**QUESTIONS**
[A] Please rewrite the minimum wage passage starting with "Managers finding ways" and going on through "of their coworkers.", substituting "efficiency gains" for "productivity gains".
[B] Resume the minimum wage passage after its last sentence and carry it forward.

**PAGE TEXT**
So higher wages raise prices.  And reduce sales.  Leading to layoffs.  And reduced economic activity.  The unions believe this.  That’s why they fight so hard for legislation to protect themselves from lower-priced competition.  You would have to believe that the economic forces that affect one part of the economy would affect another.  And those economic forces say that higher wages kill jobs.  They don’t increase economic activity.  They just help the lucky few who have those high-paying jobs.  While many of their one-time coworkers found themselves out of a job.

When the minimum wage goes up, the theory says, businesses shape up. Managers find ways to make their employees more productive. Turnover slows down, since people are happier with their paychecks, and the unemployed snap up jobs elsewhere in town. Meanwhile, Burger King and McDonald’s can raise their prices a little bit without scaring off customers.

Managers finding ways to make their employees more productive?  Do you know what that means?  It means how they can get more work out of fewer employees.  No worker wants to hear management talk about productivity gains.  For that usually means someone will lose their job.  As the remaining workers can do more with less because of those productivity gains.  So that’s a horrible argument for a higher minimum wage.  Because fewer people will have those bigger paychecks.  Made possible by reducing costs elsewhere.  As in laying off some of their coworkers.

Based on data from 80s and early 90s, Daniel Aaronson estimated that a 10 percent increase in the minimum wage drove up the price of McDonald’s burgers, KFC chicken, and Pizza Hut’s pizza-like product by as much as 10 percent. Assuming that holds true today, it means that bringing the minimum wage to $10.10 would tack $1.60 onto the cost of your Big Mac.

**STUDY MATERIAL**
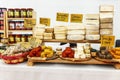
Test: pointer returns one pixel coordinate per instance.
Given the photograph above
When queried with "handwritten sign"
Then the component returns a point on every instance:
(29, 23)
(76, 18)
(62, 17)
(107, 41)
(45, 21)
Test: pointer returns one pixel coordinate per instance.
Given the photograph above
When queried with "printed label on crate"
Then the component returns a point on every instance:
(76, 18)
(45, 21)
(107, 41)
(29, 23)
(62, 17)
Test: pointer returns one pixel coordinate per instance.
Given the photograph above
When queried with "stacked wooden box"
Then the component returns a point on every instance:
(92, 26)
(106, 19)
(76, 31)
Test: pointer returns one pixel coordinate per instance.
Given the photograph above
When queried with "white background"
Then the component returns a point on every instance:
(49, 8)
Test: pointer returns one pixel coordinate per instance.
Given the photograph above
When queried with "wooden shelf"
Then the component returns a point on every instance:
(72, 41)
(18, 18)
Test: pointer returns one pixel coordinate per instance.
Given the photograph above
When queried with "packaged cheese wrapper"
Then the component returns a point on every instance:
(106, 31)
(95, 27)
(49, 30)
(47, 37)
(48, 34)
(60, 36)
(107, 8)
(106, 25)
(75, 37)
(76, 32)
(92, 37)
(73, 26)
(91, 22)
(106, 17)
(92, 31)
(60, 28)
(92, 16)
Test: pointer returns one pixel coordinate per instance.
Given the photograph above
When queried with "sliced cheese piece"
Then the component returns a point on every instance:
(76, 26)
(76, 32)
(92, 22)
(95, 27)
(92, 31)
(75, 37)
(104, 8)
(106, 31)
(106, 25)
(92, 16)
(106, 17)
(92, 37)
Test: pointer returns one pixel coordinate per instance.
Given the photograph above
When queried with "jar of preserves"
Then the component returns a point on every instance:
(11, 38)
(29, 12)
(23, 38)
(17, 25)
(17, 13)
(17, 38)
(23, 13)
(10, 13)
(11, 25)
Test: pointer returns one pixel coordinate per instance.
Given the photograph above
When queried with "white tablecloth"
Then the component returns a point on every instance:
(57, 72)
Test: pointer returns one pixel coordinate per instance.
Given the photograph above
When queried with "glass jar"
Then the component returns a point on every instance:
(10, 13)
(29, 12)
(17, 13)
(11, 38)
(23, 13)
(11, 25)
(17, 37)
(17, 25)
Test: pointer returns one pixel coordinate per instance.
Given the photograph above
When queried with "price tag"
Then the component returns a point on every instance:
(107, 41)
(45, 21)
(29, 23)
(76, 18)
(62, 17)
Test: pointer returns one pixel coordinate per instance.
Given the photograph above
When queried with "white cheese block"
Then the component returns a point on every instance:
(73, 26)
(106, 17)
(92, 22)
(104, 8)
(75, 37)
(106, 25)
(92, 31)
(48, 34)
(92, 16)
(106, 31)
(92, 37)
(76, 32)
(95, 27)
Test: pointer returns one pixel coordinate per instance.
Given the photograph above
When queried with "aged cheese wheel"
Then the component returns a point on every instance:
(106, 25)
(92, 16)
(92, 37)
(76, 32)
(92, 31)
(106, 31)
(75, 37)
(106, 8)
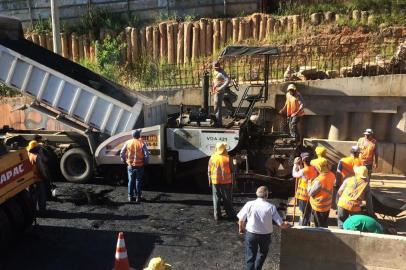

**SOLVED PROBLEMS**
[A]
Managers finding ways to make their employees more productive?  Do you know what that means?  It means how they can get more work out of fewer employees.  No worker wants to hear management talk about efficiency gains.  For that usually means someone will lose their job.  As the remaining workers can do more with less because of those efficiency gains.  So that’s a horrible argument for a higher minimum wage.  Because fewer people will have those bigger paychecks.  Made possible by reducing costs elsewhere.  As in laying off some of their coworkers.

[B]
McDonald’s will never win the award for having the healthiest food.  And that’s fine.  People don’t go there to eat healthy.  They go there for the value.  As it is one of the few places you can take a family of four out for about $25.  Adding another $1.60 per burger could add another $6.40 to that dinner out.  For a family living paycheck to paycheck that may be just too much for the weekly budget.  Especially with inflation raising the cost of groceries and gasoline.  Thanks to those Keynesian economic policies.

Raising the Minimum Wage will not Result in any of the Lofty Goals the Economic Planners Envision

There is a lot of anger at these minimum wage companies paying their employees so little.  Some of their minimum workers have gone on strike recently to protest their low pay.  As they are apparently not working at these companies because they love the work.  So suffice it to say that no one is yearning to work at these companies.  And that some may outright hate these jobs.  So why in the world would we want to punish them by paying them more?  Removing all ambition to leave the jobs they hate?

If you raise the minimum wage what happens to other jobs that pay what becomes the new higher minimum wage?  Putting their earnings on par with unskilled entry-level jobs?  Jobs that require greater skills than entry-level minimum wage jobs?  Will they continue to work harder for the same wage as unskilled workers?  Will they leave their more difficult jobs for an easier entry-level job?  Will they demand a raise from their employer?  Keynesians would say this is a good thing.  As it will drive wages up.  It may.  But to pay these higher labor costs will require cost cuts elsewhere.  Perhaps by shedding an employee or two.

Raising the minimum wage will not result in any of the lofty goals the economic planners envision.  For if putting more money into consumers’ pockets is all we need to create economic activity then we wouldn’t have had the Great Recession.  The stagflation of the Seventies.  Or the Great Depression.  Keynesian stimulus spending didn’t create new economic activity to prevent any of these.  So why would a rise in the minimum wage be any different?